___ Texte ___
M. Périn remonta à la tribune pour affirmer qu'il n'avait en vue que les intérêts du pays, et qu'il n'avait fait aucune allusion à l'ambition des missionnaires. Puis, la clôture fut prononcée et le traité mis aux voix et adopté.

Conformément à l'article 22 du traité, l'échange des ratifications devait avoir lieu, au plus tard, le 15 mars 1875, et le 4 mars l'Antilope partait pour Hué, emmenant un délégué chargé de régler le cérémonial de concert avec le ministre des affaires étrangères de l'Annam. L'Antilope selvit refuser l'entrée de la rivière de Hué elle revint à Saïgon demander de nouvelles instructions, qu'on lui donna très précises et très énergiques. Cette fois, le délégué fut bien reçu, et le 10 avril la mission française fit son entrée dans la capitale de Tu-Duc. Sur la proposition de l'amiral Duperré, gouverneur de la Cochinchine, le ministre de la marine et des colonies avait désigné, pour procéder à l'échange des ratifications, le capitaine de vaisseau Brossard de Corbigny, commandant le d'Assas. Le personnel de la mission se composait du baron Brossard de Corbigny, capitaine de vaisseau, envoyé politique; de M. Régnault de Prémesnil, capitaine de frégate, chef d'état-major du contre-amiral gouverneur et commandant en chef; de M. Brossard de Corbigny, lieutenant de vaisseau et aide de camp de l'envoyé extraordinaire; de M. Blouët, lieutenant de vaisseau, officier d'ordonnance du contre-amiral gouverneur et commandant en chef; de M. Prioux, administrateur des affaires indigènes, interprète du gouvernement. Un détachement de 25 soldats d'infanterie de marine, commandés par un lieutenant, et de 10 fusiliers marins, commandés par un enseigne de vaisseau, escorta la mission, qui s'embarqua, le 4 avril 1875, à bord du Duchaffaut et de l'Antilope : le premier de ces bâtiments resta mouillé en rade de Tourane; le second conduisit les envoyés jusque devant la capitale annamite. Le lieutenant Brossard de Corbigny a donné, dans le Tour du Monde, un amusant récit de la journée du 13 avril, au cours de laquelle le traité fut solennellement signé par les hautes parties contractantes.
___ Entrées fournies ___
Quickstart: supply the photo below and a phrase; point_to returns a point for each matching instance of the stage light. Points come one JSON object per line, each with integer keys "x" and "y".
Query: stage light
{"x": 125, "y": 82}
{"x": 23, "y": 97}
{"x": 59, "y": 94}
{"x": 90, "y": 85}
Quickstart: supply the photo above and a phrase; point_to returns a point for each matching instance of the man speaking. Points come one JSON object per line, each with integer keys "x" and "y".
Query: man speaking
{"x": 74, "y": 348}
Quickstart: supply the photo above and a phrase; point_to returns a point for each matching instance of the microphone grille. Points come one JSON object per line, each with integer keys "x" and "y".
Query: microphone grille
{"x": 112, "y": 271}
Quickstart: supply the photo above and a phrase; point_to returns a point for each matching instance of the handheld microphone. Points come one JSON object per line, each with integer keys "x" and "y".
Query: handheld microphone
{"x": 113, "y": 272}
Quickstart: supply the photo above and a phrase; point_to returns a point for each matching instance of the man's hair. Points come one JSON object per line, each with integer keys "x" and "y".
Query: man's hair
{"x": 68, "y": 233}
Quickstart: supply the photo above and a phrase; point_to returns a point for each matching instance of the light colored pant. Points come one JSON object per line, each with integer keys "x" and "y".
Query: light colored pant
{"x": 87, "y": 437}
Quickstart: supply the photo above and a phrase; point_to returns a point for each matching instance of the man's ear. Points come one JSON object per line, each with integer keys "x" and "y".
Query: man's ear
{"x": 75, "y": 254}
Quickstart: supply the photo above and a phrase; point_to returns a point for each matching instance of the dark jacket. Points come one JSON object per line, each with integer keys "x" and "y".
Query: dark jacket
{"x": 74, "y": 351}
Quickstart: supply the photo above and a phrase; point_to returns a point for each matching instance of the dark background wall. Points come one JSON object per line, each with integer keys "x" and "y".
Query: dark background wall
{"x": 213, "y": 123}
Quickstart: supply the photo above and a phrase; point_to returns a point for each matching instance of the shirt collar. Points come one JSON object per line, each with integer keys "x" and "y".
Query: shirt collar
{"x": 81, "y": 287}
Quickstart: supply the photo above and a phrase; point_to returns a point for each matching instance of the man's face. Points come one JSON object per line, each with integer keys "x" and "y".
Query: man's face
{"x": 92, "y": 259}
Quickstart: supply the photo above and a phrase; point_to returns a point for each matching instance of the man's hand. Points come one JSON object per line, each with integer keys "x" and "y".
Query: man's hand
___
Selon le texte, à quelle date la mission française fit-elle son entrée dans la capitale de Tu-Duc ?

**Réponse**
Le 10 avril 1875.